OBJECTIVE
Please rewrite the stretch from the start of the entries through the line containing "118L111 118L114 114L121", swapping "silhouette" for "shape" and changing nothing else. Leave the pictures out.

# DATA ROWS start

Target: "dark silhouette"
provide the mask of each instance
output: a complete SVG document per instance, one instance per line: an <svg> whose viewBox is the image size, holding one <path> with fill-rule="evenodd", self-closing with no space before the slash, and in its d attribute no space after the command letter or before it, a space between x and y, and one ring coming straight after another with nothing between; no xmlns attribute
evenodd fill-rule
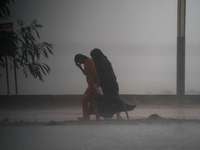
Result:
<svg viewBox="0 0 200 150"><path fill-rule="evenodd" d="M104 118L111 118L114 114L121 119L120 112L131 111L136 106L124 103L119 96L117 78L112 65L107 57L99 49L93 49L90 53L100 80L100 87L103 95L99 95L97 106L99 113ZM124 106L125 105L125 106ZM93 109L89 106L89 114L93 114Z"/></svg>
<svg viewBox="0 0 200 150"><path fill-rule="evenodd" d="M86 80L88 83L88 87L81 98L82 109L83 109L83 117L81 118L81 120L89 120L88 103L92 105L95 112L96 119L99 120L101 115L98 112L97 103L96 103L96 99L97 99L96 86L97 87L99 86L99 78L96 72L94 62L92 61L91 58L84 56L82 54L77 54L74 58L74 61L75 61L76 66L86 76ZM84 65L84 68L82 68L81 64Z"/></svg>

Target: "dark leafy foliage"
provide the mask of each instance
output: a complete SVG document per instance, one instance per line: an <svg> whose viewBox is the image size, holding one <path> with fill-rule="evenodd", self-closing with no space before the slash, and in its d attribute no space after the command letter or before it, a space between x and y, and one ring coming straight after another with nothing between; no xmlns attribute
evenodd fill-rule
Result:
<svg viewBox="0 0 200 150"><path fill-rule="evenodd" d="M50 67L47 64L40 63L40 58L48 58L52 52L52 44L47 42L37 43L40 38L39 28L41 24L33 20L29 26L18 20L20 30L17 33L1 32L0 37L0 67L5 67L5 57L8 56L14 60L17 69L23 69L24 75L28 76L28 71L34 78L43 80L43 74L50 73Z"/></svg>
<svg viewBox="0 0 200 150"><path fill-rule="evenodd" d="M14 3L14 0L12 0ZM0 0L0 18L3 20L8 19L10 17L10 10L8 9L8 5L10 4L10 0Z"/></svg>

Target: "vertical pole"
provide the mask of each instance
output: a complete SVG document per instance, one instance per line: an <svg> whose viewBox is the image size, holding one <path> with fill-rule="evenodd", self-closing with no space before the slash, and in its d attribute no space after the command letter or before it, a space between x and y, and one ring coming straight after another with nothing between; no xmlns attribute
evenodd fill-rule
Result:
<svg viewBox="0 0 200 150"><path fill-rule="evenodd" d="M13 59L13 64L14 64L14 74L15 74L15 92L16 92L16 95L17 95L18 94L18 88L17 88L17 71L16 71L15 57Z"/></svg>
<svg viewBox="0 0 200 150"><path fill-rule="evenodd" d="M178 0L177 16L177 104L185 104L185 11L186 0Z"/></svg>
<svg viewBox="0 0 200 150"><path fill-rule="evenodd" d="M10 94L10 87L9 87L9 76L8 76L8 59L7 56L5 56L6 59L6 78L7 78L7 94Z"/></svg>

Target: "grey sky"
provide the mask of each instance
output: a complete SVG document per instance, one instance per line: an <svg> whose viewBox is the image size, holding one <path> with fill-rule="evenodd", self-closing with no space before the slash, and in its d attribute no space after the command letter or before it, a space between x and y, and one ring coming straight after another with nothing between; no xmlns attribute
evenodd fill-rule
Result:
<svg viewBox="0 0 200 150"><path fill-rule="evenodd" d="M199 7L199 0L187 1L186 91L193 92L200 91ZM176 93L176 0L17 0L10 8L15 30L19 18L38 19L41 41L54 45L54 55L42 60L52 70L45 83L19 70L19 94L82 94L87 83L73 59L93 48L108 56L121 94ZM14 94L13 77L10 86Z"/></svg>

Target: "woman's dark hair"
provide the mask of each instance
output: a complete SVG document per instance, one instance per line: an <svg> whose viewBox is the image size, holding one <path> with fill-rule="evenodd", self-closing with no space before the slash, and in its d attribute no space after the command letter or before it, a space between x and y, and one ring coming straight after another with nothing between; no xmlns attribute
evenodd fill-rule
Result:
<svg viewBox="0 0 200 150"><path fill-rule="evenodd" d="M102 57L107 58L100 49L95 48L90 52L90 56L92 57L92 59L100 59Z"/></svg>
<svg viewBox="0 0 200 150"><path fill-rule="evenodd" d="M74 57L74 61L77 63L81 58L87 59L88 57L82 54L76 54L76 56Z"/></svg>

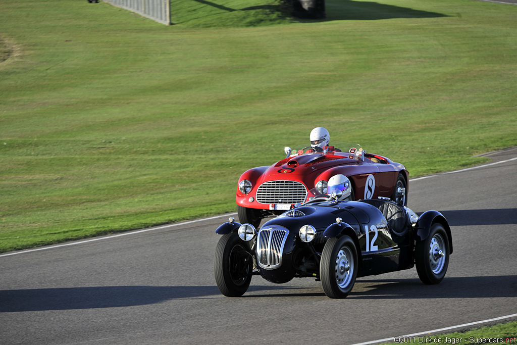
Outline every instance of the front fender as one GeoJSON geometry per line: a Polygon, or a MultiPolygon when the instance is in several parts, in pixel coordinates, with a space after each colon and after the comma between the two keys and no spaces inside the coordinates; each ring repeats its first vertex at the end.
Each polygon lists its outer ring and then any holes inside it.
{"type": "Polygon", "coordinates": [[[236,231],[239,229],[241,225],[242,224],[240,223],[237,223],[236,221],[227,221],[219,226],[219,227],[216,230],[216,233],[218,235],[226,235],[236,231]]]}
{"type": "Polygon", "coordinates": [[[345,230],[348,229],[354,232],[354,233],[355,233],[352,227],[346,223],[341,222],[339,224],[338,223],[334,223],[328,226],[327,229],[325,229],[325,231],[323,232],[323,236],[326,237],[336,237],[341,234],[345,230]]]}
{"type": "Polygon", "coordinates": [[[425,211],[418,218],[417,223],[415,226],[415,239],[417,241],[422,241],[426,239],[431,232],[431,227],[434,223],[438,222],[442,224],[447,233],[449,237],[449,248],[450,253],[452,253],[452,237],[451,235],[451,228],[449,226],[447,220],[444,215],[438,211],[425,211]]]}

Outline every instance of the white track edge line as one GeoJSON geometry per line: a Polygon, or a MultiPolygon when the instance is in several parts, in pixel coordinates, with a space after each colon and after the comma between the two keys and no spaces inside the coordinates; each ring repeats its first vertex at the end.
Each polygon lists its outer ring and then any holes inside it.
{"type": "Polygon", "coordinates": [[[164,225],[161,227],[157,227],[156,228],[150,228],[149,229],[145,229],[142,230],[136,230],[136,231],[129,231],[128,232],[123,232],[120,234],[117,234],[116,235],[111,235],[109,236],[105,236],[101,237],[96,237],[95,238],[91,238],[90,239],[85,239],[84,241],[80,241],[77,242],[71,242],[70,243],[66,243],[65,244],[58,244],[55,246],[51,246],[50,247],[43,247],[42,248],[37,248],[34,249],[28,249],[27,250],[22,250],[20,251],[16,251],[12,253],[9,253],[8,254],[0,254],[0,258],[2,257],[8,257],[11,255],[17,255],[18,254],[24,254],[25,253],[30,253],[33,251],[38,251],[39,250],[45,250],[47,249],[52,249],[55,248],[59,248],[60,247],[67,247],[68,246],[74,246],[77,244],[82,244],[83,243],[88,243],[88,242],[94,242],[95,241],[102,241],[103,239],[108,239],[109,238],[114,238],[115,237],[122,237],[123,236],[127,236],[128,235],[134,235],[134,234],[140,234],[143,232],[147,232],[148,231],[154,231],[155,230],[160,230],[162,229],[166,229],[168,228],[174,228],[174,227],[178,227],[180,225],[186,225],[187,224],[192,224],[193,223],[197,223],[198,222],[203,221],[204,220],[211,220],[212,219],[217,219],[217,218],[222,218],[223,217],[228,217],[229,216],[234,216],[237,214],[237,213],[229,213],[225,215],[223,215],[222,216],[215,216],[214,217],[210,217],[206,218],[201,218],[201,219],[195,219],[194,220],[189,220],[189,221],[185,221],[181,223],[174,223],[174,224],[169,224],[168,225],[164,225]]]}
{"type": "Polygon", "coordinates": [[[367,341],[366,342],[360,342],[356,344],[353,344],[353,345],[369,345],[369,344],[374,344],[378,342],[385,342],[387,341],[389,341],[390,342],[394,342],[396,338],[404,338],[404,337],[415,337],[419,335],[422,335],[424,334],[428,334],[429,333],[436,333],[437,332],[442,332],[445,331],[450,331],[451,329],[453,329],[454,328],[459,328],[462,327],[468,327],[469,326],[474,326],[475,325],[479,325],[481,323],[486,323],[488,322],[492,322],[493,321],[498,321],[501,320],[504,320],[505,319],[510,319],[510,318],[517,317],[517,314],[512,314],[511,315],[507,315],[506,316],[501,316],[499,318],[494,318],[494,319],[489,319],[488,320],[483,320],[481,321],[476,321],[475,322],[469,322],[469,323],[464,323],[462,325],[458,325],[457,326],[451,326],[450,327],[446,327],[443,328],[438,328],[437,329],[433,329],[432,331],[427,331],[423,332],[420,332],[419,333],[413,333],[413,334],[406,334],[406,335],[403,335],[396,337],[391,337],[391,338],[386,338],[385,339],[381,339],[378,340],[373,340],[372,341],[367,341]]]}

# DATA ROWS end

EXPECTED ANSWER
Target: "dark shape"
provide the mask of each instance
output: a complete SVG document per instance, one instance per line: an <svg> whose viewBox is the image size, holding one <path> with fill-rule="evenodd", self-closing with no space before the slash, and in its d attribute no space after the command letter or before it, a space between x and y, and one ring coming straight after another with nothing between; no xmlns attribute
evenodd fill-rule
Result:
<svg viewBox="0 0 200 150"><path fill-rule="evenodd" d="M104 118L111 118L114 114L121 119L120 112L131 111L136 106L124 103L119 96L117 78L112 65L107 57L99 49L93 49L90 53L100 80L100 87L103 95L99 95L97 106L99 113ZM124 106L125 105L125 106ZM93 109L89 106L89 114L93 114Z"/></svg>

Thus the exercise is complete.